§ **What the task asks**
Copy the entries below exactly. Images do not belong in the copy.

* Begin Source records *

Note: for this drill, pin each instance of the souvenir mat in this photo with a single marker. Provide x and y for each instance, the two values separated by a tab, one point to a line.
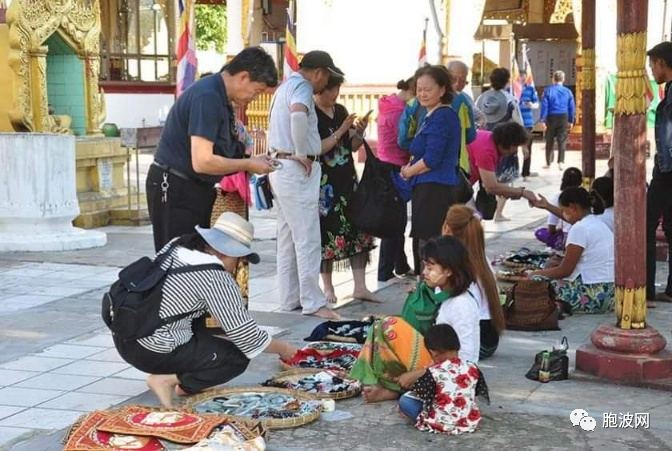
511	275
323	384
326	347
275	408
176	425
526	259
348	331
85	436
231	436
326	357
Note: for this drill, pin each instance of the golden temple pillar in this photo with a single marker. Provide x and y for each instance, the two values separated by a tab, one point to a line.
629	352
94	98
37	63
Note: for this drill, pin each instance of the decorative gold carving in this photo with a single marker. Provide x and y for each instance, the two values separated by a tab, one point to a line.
562	9
549	9
257	112
245	25
631	78
31	23
630	307
494	10
588	70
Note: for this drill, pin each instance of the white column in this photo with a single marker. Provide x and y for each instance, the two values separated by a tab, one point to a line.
38	195
234	31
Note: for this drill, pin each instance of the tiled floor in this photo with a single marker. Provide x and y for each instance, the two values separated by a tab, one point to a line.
28	285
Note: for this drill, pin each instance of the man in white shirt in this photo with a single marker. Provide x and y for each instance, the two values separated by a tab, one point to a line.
294	139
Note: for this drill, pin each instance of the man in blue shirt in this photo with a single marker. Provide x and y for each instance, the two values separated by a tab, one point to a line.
528	101
199	144
658	199
557	117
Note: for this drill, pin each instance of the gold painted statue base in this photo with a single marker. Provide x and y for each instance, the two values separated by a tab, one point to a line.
630	307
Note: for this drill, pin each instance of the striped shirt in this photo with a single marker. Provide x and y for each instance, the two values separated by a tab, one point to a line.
209	291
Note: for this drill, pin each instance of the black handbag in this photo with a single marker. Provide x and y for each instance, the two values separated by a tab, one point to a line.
376	207
559	364
466	190
486	203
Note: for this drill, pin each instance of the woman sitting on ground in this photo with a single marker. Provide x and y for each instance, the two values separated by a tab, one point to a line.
394	348
442	398
463	223
584	281
183	356
602	194
556	230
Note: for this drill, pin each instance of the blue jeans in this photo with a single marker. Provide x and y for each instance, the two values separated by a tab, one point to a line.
409	405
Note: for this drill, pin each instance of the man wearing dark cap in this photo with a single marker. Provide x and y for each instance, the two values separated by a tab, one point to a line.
294	140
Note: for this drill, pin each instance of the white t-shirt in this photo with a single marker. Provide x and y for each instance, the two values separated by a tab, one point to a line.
555	220
596	264
462	312
294	90
608	218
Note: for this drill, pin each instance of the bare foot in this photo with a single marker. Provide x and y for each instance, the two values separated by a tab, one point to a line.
326	313
376	393
366	295
163	386
331	297
180	392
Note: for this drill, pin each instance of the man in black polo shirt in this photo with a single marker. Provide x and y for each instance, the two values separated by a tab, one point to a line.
199	145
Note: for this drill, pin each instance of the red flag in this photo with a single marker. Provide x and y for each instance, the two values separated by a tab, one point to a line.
422	57
529	80
516	87
291	59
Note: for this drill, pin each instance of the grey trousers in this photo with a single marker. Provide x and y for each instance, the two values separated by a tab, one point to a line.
556	130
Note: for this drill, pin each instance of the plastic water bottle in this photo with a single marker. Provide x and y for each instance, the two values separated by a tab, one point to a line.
545	368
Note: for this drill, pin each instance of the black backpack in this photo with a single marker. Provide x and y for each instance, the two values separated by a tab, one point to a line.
131	307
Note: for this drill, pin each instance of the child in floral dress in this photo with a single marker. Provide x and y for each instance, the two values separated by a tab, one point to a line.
443	399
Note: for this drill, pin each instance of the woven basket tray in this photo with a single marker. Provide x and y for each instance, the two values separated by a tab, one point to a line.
508	277
270	423
515	265
295	374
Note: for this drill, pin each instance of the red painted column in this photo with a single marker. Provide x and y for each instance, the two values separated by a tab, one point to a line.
629	148
629	352
588	90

* End Source records *

§ **Full response**
Note: for this drill, pin each instance of the souvenir mat in this photo with a single marker. Provide x and y for each instance, the two values separated by a tab, one point to a line.
511	275
323	384
326	347
275	408
176	425
526	259
348	331
85	436
231	436
326	357
Note: for this drill, pin each instance of the golden temple pillar in this photo with a single marker. Provide x and y for each instance, the two values separated by a tab, one point to a line.
629	352
94	98
37	63
Note: for this drill, pin each instance of the decorative gold carving in this photo with a single marker. Provide x and y for each instance, the two values separated by a tab, one point to a line.
562	9
549	9
257	112
245	25
631	78
31	23
630	307
494	10
588	70
Note: for this drill, pin each instance of the white column in this photo with a single marker. Provide x and y for each instance, the two values separated by a tab, one point to a line.
38	195
234	31
Note: for this drill, pin each instance of the tiled floor in this photo with a single marker. Provide x and y for each instance, the two values separated by a tab, one point to a line.
28	285
Note: for this drill, pin each instance of the man in white shirt in this photo with a single marker. Provide x and y for each instance, the two values separated by a tab, one point to a line.
294	139
Note: for this drill, pin each instance of the man in blue shirt in this photo with a single marker. Provide x and y for each instance, the two values separated by a tab, one point to a line.
528	101
199	144
658	199
557	117
Note: for this drill, pin each instance of the gold painted statue base in this photo with a single marker. Provide x and y for each instance, the two values separated by a tab, one point to a line.
630	307
Note: for this drill, pin each instance of the striped shirt in this photo with a single marker. Provide x and y for each instance, the two values separated by a tab, one point to a line.
209	291
Note: for this drill, pin each instance of the black handbag in this photo with a single marker. Provide x and y for each instance, the two values separated by a tab, one point to a line.
376	207
559	364
466	190
486	203
Note: for this drill, pin each instance of the woman sitting on ground in this photo with a single marker. Provide x and y for each instance, the two values separated by a tab, one point to a line.
394	348
442	398
463	223
584	281
183	356
602	194
556	230
Note: for this drill, pin each instance of the blue jeans in this photo with a single marker. Provide x and y for each instance, the two values separated by a tab, one point to a line.
409	405
Note: for this drill, pin each instance of the man wearing dark cap in this photo with a single marker. Provide x and y for each instance, the two values separated by a tab, one point to a line.
294	140
Note: for this drill, pin each instance of the white t-shirt in this photo with a single marker. Provide x and y for each instance, the two values separated by a tab, one point to a line.
555	220
596	264
462	312
294	90
608	218
Note: for this drill, pin each instance of the bare foot in this photo with a single marker. Provide x and y for each instance, the two values separated by a tab, one point to a line.
326	313
376	393
366	295
163	386
331	297
180	392
Note: for this drill, pin each instance of the man in black polo shirt in this photo with a single marker. Provide x and y for each instance, the two values separated by a tab, one point to a line.
199	145
Note: for this drill, pin each instance of the red flag in this photo with a single marker. Provide x and y for each instance, the two values separated by a tab, one point to a line.
422	57
529	80
516	87
291	59
Note: for this drill, pin each instance of the grey trousers in this photo with a single marker. Provide x and y for each instance, the two values separated by a tab, one point to a line.
556	130
Note: for this drill, pin each instance of the plastic water bottle in this photo with a single marker. Provide x and y for each instance, the two values separated by a tab, one point to a line.
545	368
Note: for this drill, pin each instance of the black backpack in this photo with a single marker. Provide x and y for each instance, the two values separated by a tab, one point to a line.
131	307
Note: for this drill, pin each instance of the child in floral dress in this photo with a single marker. Provide x and y for each instance, the two values separated by a tab, one point to a line.
443	399
Note: for this drill, pin each instance of the woven basket tray in this photo with a single marker. Provide x and y for each instance, the two values separated by a tab, one point to a line.
508	277
270	423
515	265
295	374
Note: for this drill, pin each instance of the red painted column in this photo with a single marker. Provide x and y for each instance, the two values separated by a tab, one point to a line.
629	148
629	352
588	90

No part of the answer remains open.